INSTRUCTIONS TO FOLLOW:
Word for word, restate every line of the material.

________

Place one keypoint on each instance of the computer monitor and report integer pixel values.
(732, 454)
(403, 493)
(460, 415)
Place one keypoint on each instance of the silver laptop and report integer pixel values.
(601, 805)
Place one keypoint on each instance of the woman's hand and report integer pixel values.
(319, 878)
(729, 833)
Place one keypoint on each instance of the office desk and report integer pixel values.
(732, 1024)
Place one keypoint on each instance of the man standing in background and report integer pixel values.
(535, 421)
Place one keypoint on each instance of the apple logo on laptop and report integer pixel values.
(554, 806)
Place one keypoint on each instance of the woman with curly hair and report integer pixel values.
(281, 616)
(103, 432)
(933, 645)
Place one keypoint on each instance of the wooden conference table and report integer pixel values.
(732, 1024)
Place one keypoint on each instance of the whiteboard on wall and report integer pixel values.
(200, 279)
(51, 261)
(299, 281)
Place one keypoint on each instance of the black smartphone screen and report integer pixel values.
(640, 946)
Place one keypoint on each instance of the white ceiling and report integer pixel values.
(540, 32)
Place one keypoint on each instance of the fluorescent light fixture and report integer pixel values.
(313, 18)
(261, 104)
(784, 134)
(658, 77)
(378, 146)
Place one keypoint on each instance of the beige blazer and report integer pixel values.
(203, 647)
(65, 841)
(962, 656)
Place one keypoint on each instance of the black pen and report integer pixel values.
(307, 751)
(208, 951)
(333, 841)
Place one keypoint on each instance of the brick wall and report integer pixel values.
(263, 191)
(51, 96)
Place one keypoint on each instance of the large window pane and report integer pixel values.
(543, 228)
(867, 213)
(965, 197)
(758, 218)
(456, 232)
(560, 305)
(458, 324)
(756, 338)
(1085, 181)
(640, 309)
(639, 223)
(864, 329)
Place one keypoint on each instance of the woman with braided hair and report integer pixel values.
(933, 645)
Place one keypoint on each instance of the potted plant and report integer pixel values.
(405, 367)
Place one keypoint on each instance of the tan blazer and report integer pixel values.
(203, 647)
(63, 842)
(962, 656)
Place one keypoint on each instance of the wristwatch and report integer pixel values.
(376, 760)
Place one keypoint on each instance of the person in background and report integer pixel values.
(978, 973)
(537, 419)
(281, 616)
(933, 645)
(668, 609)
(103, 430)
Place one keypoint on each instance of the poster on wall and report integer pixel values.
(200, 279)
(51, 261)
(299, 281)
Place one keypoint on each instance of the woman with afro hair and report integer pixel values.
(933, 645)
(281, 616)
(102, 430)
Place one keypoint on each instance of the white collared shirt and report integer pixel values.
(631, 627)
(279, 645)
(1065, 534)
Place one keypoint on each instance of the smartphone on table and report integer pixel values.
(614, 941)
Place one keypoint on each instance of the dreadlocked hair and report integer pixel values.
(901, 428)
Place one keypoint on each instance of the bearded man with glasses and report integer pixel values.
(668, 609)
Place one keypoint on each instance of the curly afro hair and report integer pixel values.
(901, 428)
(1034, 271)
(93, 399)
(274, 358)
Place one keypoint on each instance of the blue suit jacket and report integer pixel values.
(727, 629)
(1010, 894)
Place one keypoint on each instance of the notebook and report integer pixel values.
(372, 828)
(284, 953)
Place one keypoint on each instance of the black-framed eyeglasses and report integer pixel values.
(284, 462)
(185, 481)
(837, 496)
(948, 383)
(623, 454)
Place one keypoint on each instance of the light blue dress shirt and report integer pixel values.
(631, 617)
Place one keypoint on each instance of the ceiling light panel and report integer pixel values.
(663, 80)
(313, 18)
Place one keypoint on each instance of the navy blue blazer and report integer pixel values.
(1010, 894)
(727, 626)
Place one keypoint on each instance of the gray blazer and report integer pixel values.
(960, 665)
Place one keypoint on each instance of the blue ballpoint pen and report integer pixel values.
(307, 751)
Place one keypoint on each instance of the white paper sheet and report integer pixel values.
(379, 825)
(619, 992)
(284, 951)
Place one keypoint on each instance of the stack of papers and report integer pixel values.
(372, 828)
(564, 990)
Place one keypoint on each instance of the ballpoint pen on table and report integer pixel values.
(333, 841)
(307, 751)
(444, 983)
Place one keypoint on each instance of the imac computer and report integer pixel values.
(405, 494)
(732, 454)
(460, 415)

________

OUTPUT:
Place one keypoint on each instance of the computer monitor and report integer pixel values.
(732, 454)
(403, 493)
(460, 415)
Place one keypoint on each instance of the silver laptop and report integer pixel values.
(601, 805)
Place one keypoint on each instance of the woman's hand and report integer pixel values.
(319, 878)
(729, 833)
Place one keypoint on each instance of the office desk and report integer pixel values.
(732, 1024)
Place one keypoint on each instance of the man standing in background and report integer pixel values.
(535, 421)
Place one keypoint on each instance of the apple logo on laptop and report integer pixel values.
(554, 806)
Place one keypoint on each instance of the woman with curly hair and report integer pixel values.
(281, 616)
(103, 432)
(933, 645)
Place one keypoint on each instance of the wooden conference table and report integer pixel values.
(732, 1024)
Place one keypoint on each instance of the whiteboard on wall and report integer pixel values.
(200, 279)
(51, 261)
(299, 281)
Place one keypoint on each instance of the black smartphone screen and report integer pixel values.
(640, 946)
Place one keypoint on each instance of the white ceiling and report integer pixel values.
(540, 32)
Place one keypoint on each instance of the fluorescent light fixture and report integer pixel values.
(313, 18)
(261, 104)
(784, 134)
(658, 77)
(378, 146)
Place one keypoint on each instance of the beige blazer and report integer pixel values.
(203, 647)
(65, 841)
(962, 656)
Place one keypoint on each instance of the black pen and report integer pixel values.
(307, 751)
(208, 951)
(333, 841)
Place one keypoint on each instance of the brick wall and report integer pixel values.
(263, 191)
(51, 96)
Place one keypoint on each instance of the large window pane and report integer pixel values.
(543, 228)
(867, 213)
(965, 197)
(758, 218)
(456, 232)
(560, 305)
(458, 324)
(756, 338)
(1085, 181)
(640, 309)
(639, 223)
(864, 329)
Place one keypoint on each instance of the woman with braided hair and report integer pixel values.
(933, 645)
Place one keypoint on each instance of the potted plant and report integer pixel values.
(405, 367)
Place one keypoint on each instance of the tan blazer and report integer pixel values.
(203, 647)
(63, 842)
(962, 656)
Place one keypoint on each instance of the wristwatch and report integer pixel values.
(376, 760)
Place one keypoint on each instance of the person in background and report integer pixel values.
(978, 973)
(537, 419)
(281, 616)
(933, 645)
(668, 609)
(103, 430)
Place one keypoint on each instance of the poster on wall and report integer pixel values.
(200, 279)
(51, 261)
(299, 281)
Place one keypoint on each instance of the woman with afro hair and report integer pixel values.
(933, 645)
(281, 616)
(102, 430)
Place one keypoint on each instance of the white collared shirt and report integer pixel values.
(631, 627)
(279, 645)
(1065, 534)
Place one keypoint on each instance of the smartphone on table and report integer pixel values.
(614, 941)
Place one keypoint on each instance of the dreadlocked hair and report integer pixel values.
(901, 428)
Place one keypoint on each instance of the bearded man with glasses and report integer pixel values.
(668, 609)
Place one keypoint on each instance of the curly afro hair and report integer pixel values.
(901, 428)
(1034, 271)
(93, 399)
(274, 358)
Place one keypoint on each instance of the blue suit jacket and report integer pixel values.
(727, 629)
(1010, 894)
Place one keypoint on each instance of the notebook and report integer pixel values.
(372, 828)
(284, 953)
Place one keypoint on each instance of the black-framed eyeglasses and report integer pixel values.
(284, 462)
(185, 481)
(837, 496)
(948, 383)
(623, 454)
Place one keypoint on each instance of the light blue dress shirt and report integer pixel values.
(631, 617)
Place one keypoint on each instance of the ceiling light panel and report integer pixel values.
(663, 80)
(313, 18)
Place one keypoint on each instance of the navy blue blazer and report integer pixel values.
(1010, 894)
(727, 626)
Place one keypoint on each instance of the gray blazer and report integer pixel values.
(960, 665)
Place one keypoint on each instance of the blue ballpoint pen and report integer pixel values.
(307, 751)
Place one keypoint on each instance of the white paper sheet and report integer pixel values.
(379, 825)
(619, 992)
(284, 951)
Place one keypoint on each instance of the stack of papers and report integer pixel values.
(372, 828)
(564, 990)
Place one keypoint on each instance of the ballpoint pen on table and report integer pixel values.
(333, 841)
(307, 751)
(444, 983)
Place one keypoint on each instance of the imac computer and report integer pixel values.
(405, 494)
(732, 454)
(460, 415)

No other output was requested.